* _WHAT THIS TASK INVOLVES_:
Search the records for the string "grass". Copy each line where it occurs.

* _DATA RECORDS_:
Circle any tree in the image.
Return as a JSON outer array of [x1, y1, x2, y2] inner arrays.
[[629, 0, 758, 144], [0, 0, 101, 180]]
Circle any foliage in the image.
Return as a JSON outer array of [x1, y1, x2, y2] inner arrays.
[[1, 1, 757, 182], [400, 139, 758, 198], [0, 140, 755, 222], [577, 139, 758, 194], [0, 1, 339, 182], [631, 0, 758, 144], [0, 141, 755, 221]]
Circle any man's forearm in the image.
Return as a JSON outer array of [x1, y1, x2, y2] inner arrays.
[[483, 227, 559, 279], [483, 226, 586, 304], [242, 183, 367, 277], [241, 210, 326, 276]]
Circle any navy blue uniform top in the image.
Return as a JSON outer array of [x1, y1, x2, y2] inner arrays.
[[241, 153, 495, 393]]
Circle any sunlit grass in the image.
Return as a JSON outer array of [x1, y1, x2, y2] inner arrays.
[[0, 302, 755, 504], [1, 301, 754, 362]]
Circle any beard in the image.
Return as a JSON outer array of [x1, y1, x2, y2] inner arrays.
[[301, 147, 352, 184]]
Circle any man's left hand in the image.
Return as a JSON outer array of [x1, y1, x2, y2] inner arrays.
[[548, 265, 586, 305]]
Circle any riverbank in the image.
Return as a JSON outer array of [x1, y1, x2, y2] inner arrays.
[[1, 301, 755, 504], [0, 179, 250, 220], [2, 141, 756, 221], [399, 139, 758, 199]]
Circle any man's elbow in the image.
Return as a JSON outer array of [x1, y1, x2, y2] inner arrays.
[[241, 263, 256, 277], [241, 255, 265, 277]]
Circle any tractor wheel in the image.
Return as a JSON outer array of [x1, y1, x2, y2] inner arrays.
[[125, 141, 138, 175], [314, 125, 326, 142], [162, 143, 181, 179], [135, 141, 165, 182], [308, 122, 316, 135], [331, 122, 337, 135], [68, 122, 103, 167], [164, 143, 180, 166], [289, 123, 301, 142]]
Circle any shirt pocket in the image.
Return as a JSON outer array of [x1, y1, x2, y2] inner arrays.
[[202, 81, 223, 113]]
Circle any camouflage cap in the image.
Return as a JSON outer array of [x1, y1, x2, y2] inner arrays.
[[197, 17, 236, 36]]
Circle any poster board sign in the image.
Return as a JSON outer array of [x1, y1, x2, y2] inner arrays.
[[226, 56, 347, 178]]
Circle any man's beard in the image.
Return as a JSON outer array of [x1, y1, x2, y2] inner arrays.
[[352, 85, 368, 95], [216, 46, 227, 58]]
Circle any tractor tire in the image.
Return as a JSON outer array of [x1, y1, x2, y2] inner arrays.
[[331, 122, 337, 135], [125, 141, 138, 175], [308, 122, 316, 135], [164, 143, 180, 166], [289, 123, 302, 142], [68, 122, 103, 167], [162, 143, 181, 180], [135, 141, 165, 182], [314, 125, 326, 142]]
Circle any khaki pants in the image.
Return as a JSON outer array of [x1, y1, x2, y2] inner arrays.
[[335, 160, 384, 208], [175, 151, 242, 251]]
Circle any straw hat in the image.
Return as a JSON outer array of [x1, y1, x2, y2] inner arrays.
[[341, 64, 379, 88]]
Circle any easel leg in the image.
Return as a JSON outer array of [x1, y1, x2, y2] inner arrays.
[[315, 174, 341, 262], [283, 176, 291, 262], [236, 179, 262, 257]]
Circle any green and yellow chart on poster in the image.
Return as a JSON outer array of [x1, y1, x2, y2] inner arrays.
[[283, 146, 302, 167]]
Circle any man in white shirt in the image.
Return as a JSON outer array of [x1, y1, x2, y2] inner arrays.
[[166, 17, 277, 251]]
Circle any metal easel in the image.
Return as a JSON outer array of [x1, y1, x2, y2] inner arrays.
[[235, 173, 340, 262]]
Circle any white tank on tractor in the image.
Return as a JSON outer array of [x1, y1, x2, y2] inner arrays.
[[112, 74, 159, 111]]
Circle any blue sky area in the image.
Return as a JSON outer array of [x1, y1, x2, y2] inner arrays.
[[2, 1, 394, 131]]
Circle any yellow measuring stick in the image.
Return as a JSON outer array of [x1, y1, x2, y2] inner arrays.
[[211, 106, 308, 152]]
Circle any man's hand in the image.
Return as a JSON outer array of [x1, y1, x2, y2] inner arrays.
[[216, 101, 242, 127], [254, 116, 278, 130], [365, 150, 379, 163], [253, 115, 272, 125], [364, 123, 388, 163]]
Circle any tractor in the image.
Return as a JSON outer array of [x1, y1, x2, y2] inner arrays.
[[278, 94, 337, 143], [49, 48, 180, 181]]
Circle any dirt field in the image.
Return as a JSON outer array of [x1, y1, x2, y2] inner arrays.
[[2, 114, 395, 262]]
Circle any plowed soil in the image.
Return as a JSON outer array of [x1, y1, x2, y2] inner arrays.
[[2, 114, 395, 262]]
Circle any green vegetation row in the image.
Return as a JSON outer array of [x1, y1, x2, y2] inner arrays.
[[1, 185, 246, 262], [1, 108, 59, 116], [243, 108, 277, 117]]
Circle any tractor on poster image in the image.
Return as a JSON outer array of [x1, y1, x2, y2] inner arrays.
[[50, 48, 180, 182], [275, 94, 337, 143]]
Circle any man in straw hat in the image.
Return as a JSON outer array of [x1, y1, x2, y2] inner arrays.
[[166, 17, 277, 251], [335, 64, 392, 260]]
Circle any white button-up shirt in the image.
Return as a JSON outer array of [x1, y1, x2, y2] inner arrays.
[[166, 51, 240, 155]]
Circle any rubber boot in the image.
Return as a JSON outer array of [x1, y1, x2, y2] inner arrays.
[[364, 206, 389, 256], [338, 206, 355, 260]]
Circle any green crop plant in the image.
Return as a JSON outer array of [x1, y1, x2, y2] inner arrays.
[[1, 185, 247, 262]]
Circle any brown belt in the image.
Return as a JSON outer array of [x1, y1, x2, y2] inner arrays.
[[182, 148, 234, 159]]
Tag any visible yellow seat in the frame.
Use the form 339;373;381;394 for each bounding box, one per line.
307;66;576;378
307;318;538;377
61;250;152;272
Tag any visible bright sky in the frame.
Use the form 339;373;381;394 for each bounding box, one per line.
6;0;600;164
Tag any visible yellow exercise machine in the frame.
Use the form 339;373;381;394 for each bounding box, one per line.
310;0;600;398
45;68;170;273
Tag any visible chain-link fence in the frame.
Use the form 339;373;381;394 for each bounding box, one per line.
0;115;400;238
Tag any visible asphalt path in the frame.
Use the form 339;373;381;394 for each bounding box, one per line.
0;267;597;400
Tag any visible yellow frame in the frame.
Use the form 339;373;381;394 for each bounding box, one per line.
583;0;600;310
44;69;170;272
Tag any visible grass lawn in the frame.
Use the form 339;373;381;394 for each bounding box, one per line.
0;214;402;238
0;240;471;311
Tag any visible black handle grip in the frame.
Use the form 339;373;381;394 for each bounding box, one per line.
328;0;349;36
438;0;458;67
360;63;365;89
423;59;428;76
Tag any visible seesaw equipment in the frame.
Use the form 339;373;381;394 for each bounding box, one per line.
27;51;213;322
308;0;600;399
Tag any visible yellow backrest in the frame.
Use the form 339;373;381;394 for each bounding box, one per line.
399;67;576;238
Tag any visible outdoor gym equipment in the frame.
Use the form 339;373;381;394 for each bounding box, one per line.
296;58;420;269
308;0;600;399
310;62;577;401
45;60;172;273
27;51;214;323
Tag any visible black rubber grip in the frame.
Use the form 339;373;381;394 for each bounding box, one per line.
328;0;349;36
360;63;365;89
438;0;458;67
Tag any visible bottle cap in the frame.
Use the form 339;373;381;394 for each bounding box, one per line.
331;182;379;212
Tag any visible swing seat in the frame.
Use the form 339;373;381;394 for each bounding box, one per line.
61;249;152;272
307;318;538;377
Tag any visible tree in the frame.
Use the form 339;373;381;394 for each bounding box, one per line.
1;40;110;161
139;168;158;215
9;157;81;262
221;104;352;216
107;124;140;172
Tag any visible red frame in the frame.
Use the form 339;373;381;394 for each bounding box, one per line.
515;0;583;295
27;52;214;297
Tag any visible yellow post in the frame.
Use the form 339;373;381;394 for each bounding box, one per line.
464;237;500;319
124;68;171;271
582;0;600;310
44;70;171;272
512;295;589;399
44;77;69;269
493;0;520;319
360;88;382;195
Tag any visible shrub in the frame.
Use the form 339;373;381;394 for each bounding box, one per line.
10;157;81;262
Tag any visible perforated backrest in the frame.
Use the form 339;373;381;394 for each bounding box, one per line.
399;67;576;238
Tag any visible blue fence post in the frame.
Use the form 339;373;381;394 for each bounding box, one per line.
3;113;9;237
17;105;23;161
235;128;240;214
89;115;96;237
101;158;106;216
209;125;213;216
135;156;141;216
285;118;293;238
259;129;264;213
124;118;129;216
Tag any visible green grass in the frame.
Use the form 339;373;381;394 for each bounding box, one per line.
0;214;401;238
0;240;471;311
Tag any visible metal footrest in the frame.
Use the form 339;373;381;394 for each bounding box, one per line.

* _SOLVED PROBLEM_:
Circle any sunlit grass in the image.
Tag any visible grass lawn in the frame.
Tag any visible green grass in the frame.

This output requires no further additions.